EXERCISE REQUIREMENTS:
The full set of entries must be copied exactly.

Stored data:

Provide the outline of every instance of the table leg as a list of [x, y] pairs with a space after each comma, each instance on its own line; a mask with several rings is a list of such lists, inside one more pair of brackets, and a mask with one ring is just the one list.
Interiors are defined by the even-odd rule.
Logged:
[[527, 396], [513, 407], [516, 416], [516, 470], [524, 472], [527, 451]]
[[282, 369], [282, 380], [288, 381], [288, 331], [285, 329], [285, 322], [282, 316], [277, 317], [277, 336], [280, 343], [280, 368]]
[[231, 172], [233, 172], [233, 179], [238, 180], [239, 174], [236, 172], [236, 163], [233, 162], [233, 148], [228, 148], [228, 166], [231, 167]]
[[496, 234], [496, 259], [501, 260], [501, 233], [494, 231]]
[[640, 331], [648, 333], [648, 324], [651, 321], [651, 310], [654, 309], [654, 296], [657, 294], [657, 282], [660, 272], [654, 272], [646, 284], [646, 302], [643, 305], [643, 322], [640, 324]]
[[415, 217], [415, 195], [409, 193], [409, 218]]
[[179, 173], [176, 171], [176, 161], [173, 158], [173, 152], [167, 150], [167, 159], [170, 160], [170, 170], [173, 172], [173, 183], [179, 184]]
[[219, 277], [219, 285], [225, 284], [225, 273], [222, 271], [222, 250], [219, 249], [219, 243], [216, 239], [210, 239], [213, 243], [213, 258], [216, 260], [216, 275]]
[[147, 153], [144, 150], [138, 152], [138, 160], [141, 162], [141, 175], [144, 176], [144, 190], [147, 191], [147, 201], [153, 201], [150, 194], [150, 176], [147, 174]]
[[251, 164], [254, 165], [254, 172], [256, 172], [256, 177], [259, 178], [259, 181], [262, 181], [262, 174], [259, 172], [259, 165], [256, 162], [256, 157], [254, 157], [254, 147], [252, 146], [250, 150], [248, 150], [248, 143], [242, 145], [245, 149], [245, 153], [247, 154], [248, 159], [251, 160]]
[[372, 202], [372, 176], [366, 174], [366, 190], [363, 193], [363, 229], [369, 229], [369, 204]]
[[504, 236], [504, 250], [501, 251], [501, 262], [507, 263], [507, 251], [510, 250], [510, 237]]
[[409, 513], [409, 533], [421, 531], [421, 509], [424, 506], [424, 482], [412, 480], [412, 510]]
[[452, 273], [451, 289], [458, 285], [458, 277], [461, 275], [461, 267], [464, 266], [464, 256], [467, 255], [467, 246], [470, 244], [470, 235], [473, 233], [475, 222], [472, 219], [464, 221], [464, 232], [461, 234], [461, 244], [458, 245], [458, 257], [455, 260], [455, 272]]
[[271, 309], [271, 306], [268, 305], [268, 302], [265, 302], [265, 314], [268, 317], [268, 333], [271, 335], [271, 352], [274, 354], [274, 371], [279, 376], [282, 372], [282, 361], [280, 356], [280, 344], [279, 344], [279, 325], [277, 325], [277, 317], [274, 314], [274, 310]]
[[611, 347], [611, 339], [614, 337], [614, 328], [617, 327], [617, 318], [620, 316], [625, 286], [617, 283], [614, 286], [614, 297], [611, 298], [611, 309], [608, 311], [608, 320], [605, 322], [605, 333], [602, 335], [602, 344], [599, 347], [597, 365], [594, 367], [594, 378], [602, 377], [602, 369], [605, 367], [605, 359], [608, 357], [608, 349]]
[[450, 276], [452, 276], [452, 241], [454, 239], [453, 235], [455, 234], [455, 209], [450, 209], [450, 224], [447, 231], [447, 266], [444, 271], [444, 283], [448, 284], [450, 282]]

ANSWER AREA:
Provide the outline of every instance of the table leg as a list of [x, y] pairs with a space after each comma, each instance on its own line; a mask with several rings is a list of such lists, inside one more pair of brackets, and a mask with one ring is just the one list.
Interiors are defined by the even-odd rule.
Logged:
[[527, 396], [513, 407], [516, 416], [516, 470], [524, 472], [527, 451]]
[[282, 369], [282, 380], [288, 381], [288, 331], [285, 329], [285, 322], [282, 316], [277, 317], [277, 336], [280, 343], [280, 368]]
[[231, 172], [233, 172], [233, 179], [238, 180], [239, 174], [236, 172], [236, 163], [233, 162], [233, 148], [228, 148], [228, 166], [231, 167]]
[[496, 234], [496, 259], [501, 260], [501, 233], [494, 231]]
[[640, 331], [648, 333], [648, 324], [651, 321], [651, 310], [654, 309], [654, 296], [657, 294], [657, 282], [660, 272], [654, 272], [646, 284], [646, 302], [643, 305], [643, 322], [640, 324]]
[[415, 217], [415, 195], [409, 193], [409, 218]]
[[179, 173], [176, 171], [176, 161], [173, 158], [173, 152], [167, 150], [167, 159], [170, 160], [170, 170], [173, 172], [173, 183], [179, 184]]
[[219, 277], [219, 285], [225, 284], [225, 273], [222, 271], [222, 250], [219, 249], [219, 243], [216, 239], [210, 239], [213, 243], [213, 258], [216, 260], [216, 275]]
[[147, 153], [144, 150], [138, 152], [138, 160], [141, 162], [141, 175], [144, 176], [144, 190], [147, 191], [147, 201], [153, 201], [150, 194], [150, 176], [147, 174]]
[[251, 164], [254, 165], [254, 172], [256, 172], [256, 177], [259, 178], [259, 181], [262, 181], [262, 174], [259, 172], [259, 165], [256, 162], [256, 157], [254, 157], [254, 147], [252, 146], [250, 150], [248, 150], [248, 143], [242, 145], [245, 149], [245, 153], [247, 154], [248, 159], [251, 160]]
[[372, 202], [372, 176], [366, 174], [366, 190], [363, 193], [363, 229], [369, 229], [369, 204]]
[[504, 236], [504, 250], [501, 251], [501, 262], [507, 263], [507, 251], [510, 250], [510, 237]]
[[409, 513], [409, 533], [421, 531], [421, 509], [424, 506], [424, 482], [412, 480], [412, 510]]
[[452, 273], [451, 289], [458, 285], [458, 277], [461, 275], [461, 267], [464, 266], [464, 256], [467, 255], [467, 246], [470, 244], [470, 235], [473, 233], [475, 222], [472, 219], [464, 221], [464, 232], [461, 234], [461, 244], [458, 245], [458, 257], [455, 260], [455, 272]]
[[271, 309], [271, 306], [268, 305], [268, 302], [265, 302], [265, 314], [268, 317], [268, 333], [271, 335], [271, 352], [274, 354], [274, 371], [279, 376], [282, 372], [282, 361], [280, 356], [280, 344], [279, 344], [279, 325], [277, 325], [277, 317], [274, 314], [274, 310]]
[[611, 347], [611, 339], [614, 337], [614, 328], [617, 327], [617, 318], [620, 316], [625, 286], [617, 283], [614, 286], [614, 297], [611, 298], [611, 309], [608, 311], [608, 320], [605, 322], [605, 333], [602, 335], [602, 344], [599, 347], [597, 365], [594, 367], [594, 378], [602, 377], [602, 369], [605, 367], [605, 359], [608, 357], [608, 349]]
[[450, 276], [452, 276], [452, 241], [454, 239], [453, 235], [455, 234], [455, 209], [450, 209], [450, 224], [447, 231], [447, 266], [444, 271], [444, 283], [448, 284], [450, 282]]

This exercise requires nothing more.